▶ **Document extract**
+ + + + + + +

| HN Mirror

Sounds like an interesting masters thesis. Is your masters thesis available online somewhere?

Well, not sure about the final doc that went to the university, but this is the almost final draft.

https://docs.google.com/document/d/e/2PACX-1vSyWbtX700kYJgqe...

Since its in Cyrillic you should perhaps use a translation service. There are some screens showing results, though as I was really on a tight deadline, and its not a PHD but masters thesis, I decided to not go into in-depth evaluation of the proposed methodology against SPIDER (https://yale-lily.github.io/spider). Even though you can find the simplifed GBNF grammar, also some of the outputs. The grammar, interestingly it benefits/exploits a bug in llama.cpp which allows some sort of recursively-chained rules. Bibliography is in English, but really - there is so much written on the topic, by no means comprehensive.

Sadly no open inference engine (at time of writing) was both good enough in beam search, and grammars, so this whole things needs to perhaps be redone in pytorch.

If I find myself in a position to do this for commercial goals, I'd also explore the possibility of having human-catered SQLs against the particular schema, in order to guide the model better. And then do RAG on the DB for more context. Note: I'm already doing E/R model reduction to the minimal connected graph which includes all entities of particular interest to the present query.

And finally, since you got that far - the real real problem with restricting LLM output with grammars is the tokenization. Because all parsers work reading one char at a time, and tokens are very often few chars, so the parser in a way needs to be able to "lookahead", which it normally does not. I believe OpenAI wrote they realized this also, but I can't really find the article atm.

+ + + + + + +

▶ **Supplied entries**
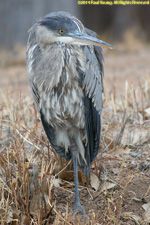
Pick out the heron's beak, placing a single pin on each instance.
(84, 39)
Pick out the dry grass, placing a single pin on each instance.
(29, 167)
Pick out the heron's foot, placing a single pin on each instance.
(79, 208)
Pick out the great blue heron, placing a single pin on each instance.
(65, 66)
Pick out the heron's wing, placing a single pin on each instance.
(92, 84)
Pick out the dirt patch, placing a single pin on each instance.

+ + + + + + +

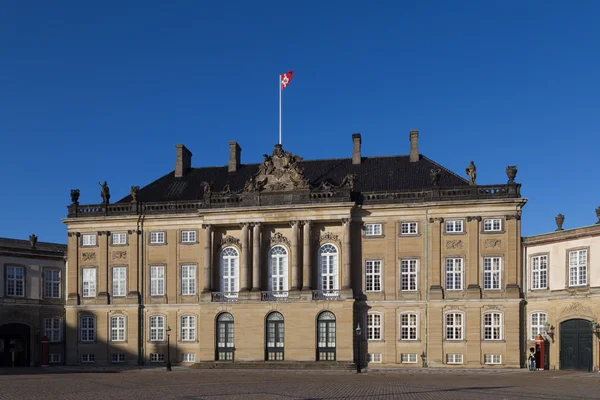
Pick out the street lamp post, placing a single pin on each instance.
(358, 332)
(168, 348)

+ + + + + + +

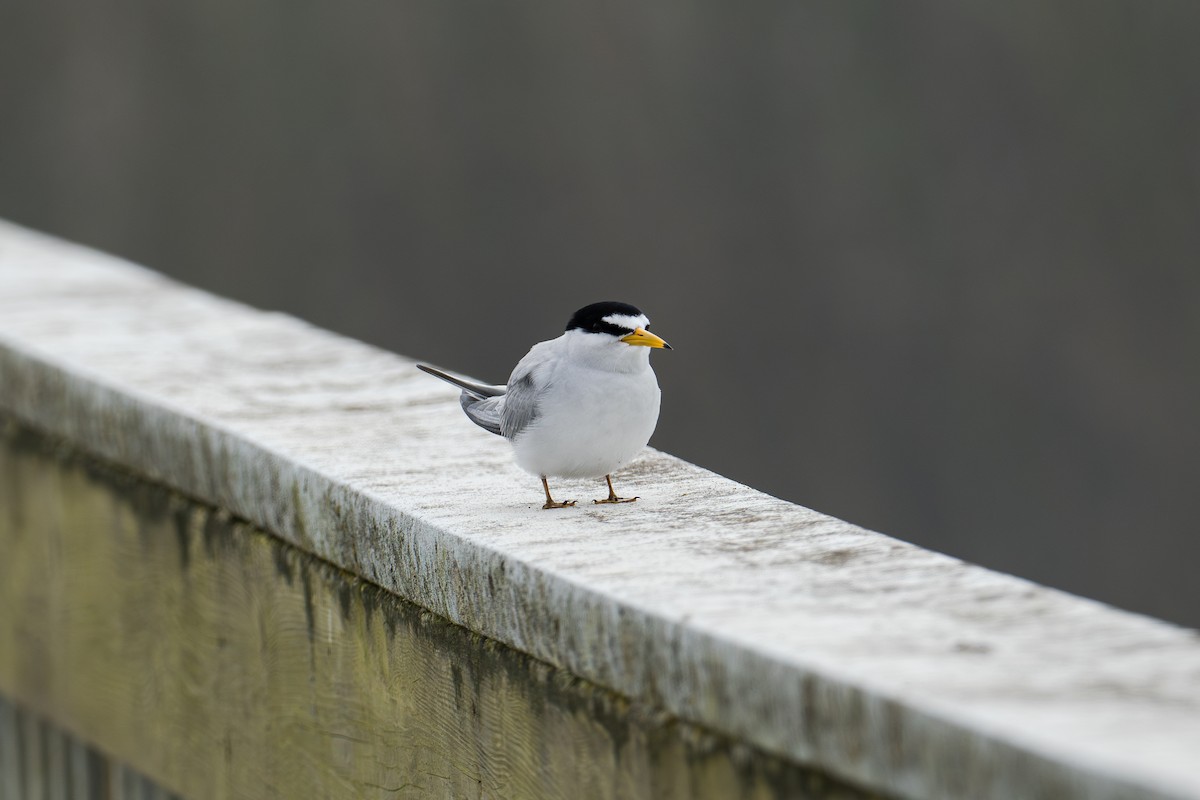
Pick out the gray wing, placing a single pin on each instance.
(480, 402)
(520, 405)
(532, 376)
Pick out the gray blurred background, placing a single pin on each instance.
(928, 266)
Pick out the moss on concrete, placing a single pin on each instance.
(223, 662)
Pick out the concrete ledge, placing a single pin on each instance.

+ + + + + + +

▶ **Task to carry out**
Reproduce word for word everything in the thesis thread above from "If I find myself" down to "the present query.".

▶ **Answer space**
If I find myself in a position to do this for commercial goals, I'd also explore the possibility of having human-catered SQLs against the particular schema, in order to guide the model better. And then do RAG on the DB for more context. Note: I'm already doing E/R model reduction to the minimal connected graph which includes all entities of particular interest to the present query.